§ Given request
Copy out the entries below, swapping each occurrence of "a pin for each instance" for "one pin per instance" and leaving every other word unchanged.

§ Records for the exercise
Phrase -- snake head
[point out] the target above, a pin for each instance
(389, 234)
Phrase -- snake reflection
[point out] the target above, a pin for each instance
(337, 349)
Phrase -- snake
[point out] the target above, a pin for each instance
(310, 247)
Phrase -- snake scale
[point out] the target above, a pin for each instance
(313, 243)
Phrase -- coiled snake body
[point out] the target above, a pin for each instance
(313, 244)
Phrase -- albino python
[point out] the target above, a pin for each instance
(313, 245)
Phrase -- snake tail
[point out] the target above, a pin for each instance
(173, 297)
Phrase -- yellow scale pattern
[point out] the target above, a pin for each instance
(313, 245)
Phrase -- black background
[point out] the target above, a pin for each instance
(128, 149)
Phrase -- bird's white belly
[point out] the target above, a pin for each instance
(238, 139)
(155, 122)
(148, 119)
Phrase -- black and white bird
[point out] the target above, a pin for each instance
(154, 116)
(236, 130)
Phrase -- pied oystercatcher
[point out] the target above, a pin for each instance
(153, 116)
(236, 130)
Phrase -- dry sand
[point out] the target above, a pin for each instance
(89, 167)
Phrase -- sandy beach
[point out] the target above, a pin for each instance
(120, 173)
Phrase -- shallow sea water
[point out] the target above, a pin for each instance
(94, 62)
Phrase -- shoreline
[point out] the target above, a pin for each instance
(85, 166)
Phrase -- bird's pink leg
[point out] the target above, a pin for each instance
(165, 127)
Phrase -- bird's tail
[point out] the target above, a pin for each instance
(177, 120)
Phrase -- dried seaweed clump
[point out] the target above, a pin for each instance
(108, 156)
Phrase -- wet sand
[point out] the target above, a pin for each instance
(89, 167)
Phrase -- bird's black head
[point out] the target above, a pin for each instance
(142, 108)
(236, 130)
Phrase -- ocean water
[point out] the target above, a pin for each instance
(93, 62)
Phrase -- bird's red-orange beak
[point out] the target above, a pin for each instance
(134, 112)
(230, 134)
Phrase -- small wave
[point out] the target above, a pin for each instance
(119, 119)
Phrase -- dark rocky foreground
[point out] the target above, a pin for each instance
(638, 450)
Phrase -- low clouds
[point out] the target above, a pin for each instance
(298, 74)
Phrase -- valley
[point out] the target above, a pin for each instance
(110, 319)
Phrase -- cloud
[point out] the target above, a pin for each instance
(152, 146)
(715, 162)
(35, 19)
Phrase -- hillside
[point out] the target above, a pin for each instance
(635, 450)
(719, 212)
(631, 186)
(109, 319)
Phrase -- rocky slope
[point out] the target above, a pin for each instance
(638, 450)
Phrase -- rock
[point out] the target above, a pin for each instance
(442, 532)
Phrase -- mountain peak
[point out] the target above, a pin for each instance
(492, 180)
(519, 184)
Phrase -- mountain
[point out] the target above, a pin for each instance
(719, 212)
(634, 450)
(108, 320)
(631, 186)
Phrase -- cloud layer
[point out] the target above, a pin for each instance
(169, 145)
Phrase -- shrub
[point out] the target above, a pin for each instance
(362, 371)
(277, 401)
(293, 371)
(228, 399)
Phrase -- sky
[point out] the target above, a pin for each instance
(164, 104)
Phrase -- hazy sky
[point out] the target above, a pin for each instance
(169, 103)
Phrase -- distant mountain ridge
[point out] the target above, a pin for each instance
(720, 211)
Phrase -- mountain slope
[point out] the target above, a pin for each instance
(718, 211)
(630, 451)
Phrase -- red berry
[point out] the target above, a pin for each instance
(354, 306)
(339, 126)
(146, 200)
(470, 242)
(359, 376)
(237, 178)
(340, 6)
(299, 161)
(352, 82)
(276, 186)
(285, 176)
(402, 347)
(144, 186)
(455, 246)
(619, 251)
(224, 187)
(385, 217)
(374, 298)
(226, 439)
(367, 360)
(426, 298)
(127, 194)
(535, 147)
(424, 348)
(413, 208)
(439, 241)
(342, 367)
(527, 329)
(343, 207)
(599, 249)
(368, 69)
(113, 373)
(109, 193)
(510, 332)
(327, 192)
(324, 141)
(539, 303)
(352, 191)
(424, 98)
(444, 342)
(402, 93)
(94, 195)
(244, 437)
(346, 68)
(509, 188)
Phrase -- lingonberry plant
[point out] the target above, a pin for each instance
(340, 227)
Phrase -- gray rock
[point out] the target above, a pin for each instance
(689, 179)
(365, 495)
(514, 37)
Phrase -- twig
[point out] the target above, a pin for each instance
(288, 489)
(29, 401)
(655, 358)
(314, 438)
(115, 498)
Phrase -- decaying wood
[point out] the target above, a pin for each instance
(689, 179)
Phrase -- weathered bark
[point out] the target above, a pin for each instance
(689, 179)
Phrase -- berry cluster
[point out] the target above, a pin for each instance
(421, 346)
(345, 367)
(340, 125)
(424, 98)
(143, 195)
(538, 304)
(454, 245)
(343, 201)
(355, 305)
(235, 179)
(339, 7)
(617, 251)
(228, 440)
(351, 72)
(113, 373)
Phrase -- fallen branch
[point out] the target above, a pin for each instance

§ Task solution
Phrase -- snake head
[point out] the target above, one pin per instance
(389, 234)
Phrase -- snake reflection
[point out] the target above, one pin per instance
(337, 349)
Phrase -- snake
[point out] the target above, one pin per instance
(310, 247)
Phrase -- snake scale
[point out] the target above, one pin per instance
(313, 243)
Phrase -- coiled snake body
[point out] the target above, one pin per instance
(313, 244)
Phrase -- albino python
[point out] the target above, one pin per instance
(313, 245)
Phrase -- snake tail
[point out] the target above, one pin per instance
(173, 297)
Phrase -- yellow scale pattern
[point out] the target above, one pin per instance
(313, 245)
Phrase -- black background
[point out] the target above, one pin per instance
(128, 149)
Phrase -- bird's white belly
[point out] the target above, one pin per instance
(238, 139)
(155, 122)
(148, 119)
Phrase -- black and white bird
[point out] the target above, one pin per instance
(154, 116)
(236, 130)
Phrase -- pied oystercatcher
[point out] the target above, one pin per instance
(153, 116)
(236, 130)
Phrase -- dry sand
[point out] the target above, one pin per instance
(89, 167)
Phrase -- sandy beach
[point out] the target above, one pin per instance
(120, 173)
Phrase -- shallow sea water
[point out] the target above, one pin per instance
(94, 62)
Phrase -- shoreline
[point out] the target above, one pin per instance
(85, 166)
Phrase -- bird's pink leg
[point out] the target above, one pin per instance
(165, 127)
Phrase -- bird's tail
[point out] the target above, one pin per instance
(177, 120)
Phrase -- dried seaweed clump
[point out] the target above, one pin per instance
(108, 156)
Phrase -- wet sand
[point out] the target above, one pin per instance
(89, 167)
Phrase -- bird's black head
[point out] the target above, one pin per instance
(142, 108)
(236, 130)
Phrase -- ocean water
[point out] the target above, one pin per instance
(93, 62)
Phrase -- bird's red-orange beak
[point out] the target above, one pin per instance
(134, 112)
(230, 134)
Phrase -- small wave
[point out] the target above, one pin per instance
(119, 119)
Phrase -- dark rocky foreground
[point out] the target above, one pin per instance
(638, 450)
Phrase -- low clouds
[point out] the target above, one pin per instance
(298, 74)
Phrase -- valley
[point out] the target above, one pin per instance
(110, 319)
Phrase -- cloud
[point out] the target above, one pin per instance
(152, 146)
(715, 162)
(35, 19)
Phrase -- hillside
[point out] the target above, one pin per instance
(635, 450)
(719, 212)
(631, 186)
(109, 319)
Phrase -- rocky slope
[point out] the target above, one pin per instance
(638, 450)
Phrase -- rock
[point out] the target above, one pin per instance
(442, 532)
Phrase -- mountain peak
[point out] the target above, one pin per instance
(492, 180)
(519, 184)
Phrase -- mountain
[point out] the target above, one pin per instance
(719, 212)
(634, 450)
(108, 320)
(631, 186)
Phrase -- cloud layer
[point out] the target above, one pin per instance
(169, 145)
Phrase -- shrub
[point out] the target above, one pin per instance
(362, 371)
(277, 401)
(293, 371)
(228, 399)
Phrase -- sky
[point out] the target above, one pin per instance
(164, 104)
Phrase -- hazy sky
[point out] the target above, one pin per instance
(169, 103)
Phrase -- distant mountain ridge
[point out] the target above, one pin per instance
(720, 211)
Phrase -- mountain slope
[point out] the target above, one pin per instance
(718, 211)
(630, 451)
Phrase -- red berry
[point out] the target above, one pin per instance
(354, 306)
(339, 126)
(146, 200)
(470, 242)
(359, 376)
(237, 178)
(340, 6)
(299, 161)
(352, 82)
(276, 186)
(285, 176)
(402, 347)
(144, 186)
(455, 246)
(619, 251)
(224, 187)
(385, 217)
(374, 298)
(226, 439)
(367, 360)
(426, 298)
(127, 194)
(535, 147)
(424, 348)
(413, 208)
(439, 241)
(342, 367)
(527, 329)
(343, 207)
(599, 249)
(368, 69)
(113, 373)
(109, 193)
(510, 332)
(327, 192)
(324, 141)
(539, 303)
(352, 191)
(424, 98)
(444, 342)
(402, 93)
(94, 195)
(244, 437)
(346, 68)
(509, 188)
Phrase -- lingonberry plant
[point out] the target above, one pin per instance
(340, 227)
Phrase -- gray rock
[point out] the target above, one pin per instance
(689, 179)
(365, 495)
(514, 37)
Phrase -- twig
[point out] the target above, one pin per instance
(288, 489)
(29, 401)
(655, 358)
(314, 438)
(115, 498)
Phrase -- decaying wood
[point out] the target above, one pin per instance
(689, 179)
Phrase -- weathered bark
[point out] the target above, one pin per instance
(689, 179)
Phrase -- berry cluster
[point out] the target above, one pin per instance
(421, 346)
(345, 367)
(340, 125)
(424, 98)
(143, 195)
(538, 304)
(454, 245)
(343, 201)
(355, 305)
(235, 179)
(339, 7)
(617, 251)
(228, 440)
(351, 72)
(113, 373)
Phrase -- fallen branch
[point out] the target above, one pin per instance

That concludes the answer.